[Fragmento citado]

Quizás haya personas que consideren recriminables este tipo de actitudes. Eso es porque, sencillamente, no se ponen en su piel, o desconocen precisamente lo que sufre una piel en esos casos. Sirvan de ejemplo las personas que han sufrido un accidente de tráfico, en muchas ocasiones tienen pavor a volver a ponerse al volante... pues ni que decir tiene si hablamos de una agresión. Y es que, si vas a criticar mi camino, te presto mis zapatos, y yo, después de tratar con mucha gente que se ha visto sometida a este tipo de presión, no seré el que tire la primera piedra. Porque los entiendo. Y es que, cuando uno es agredido, es difícil gestionar la situación, porque nos sacan de nuestra zona de confort, provocándonos una gran ansiedad. El golpe te daña físicamente, pero más tu autoestima, provocándote una situación de inseguridad absoluta. Te genera una situación de bloqueo.
De ahí la importancia de saber defenderte, porque te aporta otros valores, te afianza como persona, te ayuda a enfrentarte a los miedos, a los nervios que genera una situación traumática.
Esos entrenamientos diarios en los que haces sparring y te pones delante de una persona que, aunque sea en el dojo y con todo muy medido y calculado, pretende golpearte. Ese acostumbrarte a tener el miedo de cara y enfrentarte a él. A pensar bajo presión (que si te distraes un segundo y bajas una guardia te llevas una yoya). Es fuerza mental. Es aprender a tener la cabeza bien alta. Te empodera. Te da confianza. Y eso no sale en ningún Código Penal, pero, créeme que es el principal motivo por el que merece la pena aprender un arte marcial.
De hecho, yo he estado dando charlas en institutos sobre el bullying en las redes sociales. Y, sin duda, el gran motivo por el que suelen meterse con un compañero de clase es porque, sencillamente, no tiene confianza en sí mismo (ya sea falta de autoestima, timidez etc.).
Y a todo lo expuesto hay que añadir que, el más común de los mortales se puede ver envuelto, sin quererlo en una pelea. Que esto no son cosas que le pasen solo a los balas perdidas. Piensa en el caso que he contado de mi cliente con la bicicleta. Una persona normal y corriente que simplemente tenía pensado echar la mañana del domingo haciendo un poco de deporte. Y sin quererlo ni beberlo se vio envuelto en una situación traumática. Y no solo eso, le reclamaban 5000 € por el “tatuaje” que le había provocado al otro en la nariz. La broma es pequeña. A todos nos puede pasar. Porque, el porcentaje de peleas será pequeño, pero no dejan de ocurrir y yo, como abogado, las veo constantemente, día tras día, porque es mi trabajo. Así que, mejor estar preparado y saber un arte marcial. Porque te ayudan a defenderte, pero, lo más importante, a crecer como persona. Seguridad y confianza en ti mismo. Es la mejor defensa ante cualquier ataque.

[/Fragmento citado]
[Contenido del conjunto]

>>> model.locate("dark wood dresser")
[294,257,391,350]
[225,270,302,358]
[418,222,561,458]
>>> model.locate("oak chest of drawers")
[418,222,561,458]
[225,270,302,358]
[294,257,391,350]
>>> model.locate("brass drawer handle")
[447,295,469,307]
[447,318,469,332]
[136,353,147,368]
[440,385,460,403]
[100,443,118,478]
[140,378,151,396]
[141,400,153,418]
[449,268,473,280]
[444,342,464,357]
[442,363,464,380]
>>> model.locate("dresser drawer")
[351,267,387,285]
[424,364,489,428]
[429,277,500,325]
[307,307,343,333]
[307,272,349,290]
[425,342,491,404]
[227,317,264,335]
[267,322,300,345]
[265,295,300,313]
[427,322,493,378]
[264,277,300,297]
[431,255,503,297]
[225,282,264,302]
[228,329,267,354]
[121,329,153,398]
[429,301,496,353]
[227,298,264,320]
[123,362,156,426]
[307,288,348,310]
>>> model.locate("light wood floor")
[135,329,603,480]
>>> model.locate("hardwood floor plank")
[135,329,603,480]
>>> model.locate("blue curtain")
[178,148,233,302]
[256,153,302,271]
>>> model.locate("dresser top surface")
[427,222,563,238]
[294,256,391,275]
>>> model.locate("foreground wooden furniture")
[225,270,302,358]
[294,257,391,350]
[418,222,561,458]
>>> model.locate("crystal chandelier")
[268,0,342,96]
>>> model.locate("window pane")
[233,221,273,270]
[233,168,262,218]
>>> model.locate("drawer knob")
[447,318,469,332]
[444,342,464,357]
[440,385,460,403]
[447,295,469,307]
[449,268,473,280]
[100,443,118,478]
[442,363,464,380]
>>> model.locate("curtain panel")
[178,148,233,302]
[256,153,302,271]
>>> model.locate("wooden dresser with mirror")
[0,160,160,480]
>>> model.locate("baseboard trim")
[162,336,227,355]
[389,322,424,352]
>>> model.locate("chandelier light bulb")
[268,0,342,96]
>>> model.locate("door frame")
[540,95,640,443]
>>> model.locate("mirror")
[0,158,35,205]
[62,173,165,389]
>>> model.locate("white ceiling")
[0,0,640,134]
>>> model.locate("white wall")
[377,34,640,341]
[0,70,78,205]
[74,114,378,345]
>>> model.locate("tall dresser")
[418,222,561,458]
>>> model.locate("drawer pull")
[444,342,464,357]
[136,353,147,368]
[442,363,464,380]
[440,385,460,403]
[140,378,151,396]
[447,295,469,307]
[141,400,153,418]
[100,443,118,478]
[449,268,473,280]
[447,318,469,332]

[/Contenido del conjunto]

## Modo de resolución
Reproduce literalmente el tramo del fragmento sobre las artes marciales que va desde "Esos entrenamientos diarios" hasta "autoestima, timidez etc.).", ambos extremos incluidos.

## Casilla de respuesta
Esos entrenamientos diarios en los que haces sparring y te pones delante de una persona que, aunque sea en el dojo y con todo muy medido y calculado, pretende golpearte. Ese acostumbrarte a tener el miedo de cara y enfrentarte a él. A pensar bajo presión (que si te distraes un segundo y bajas una guardia te llevas una yoya). Es fuerza mental. Es aprender a tener la cabeza bien alta. Te empodera. Te da confianza. Y eso no sale en ningún Código Penal, pero, créeme que es el principal motivo por el que merece la pena aprender un arte marcial.
De hecho, yo he estado dando charlas en institutos sobre el bullying en las redes sociales. Y, sin duda, el gran motivo por el que suelen meterse con un compañero de clase es porque, sencillamente, no tiene confianza en sí mismo (ya sea falta de autoestima, timidez etc.).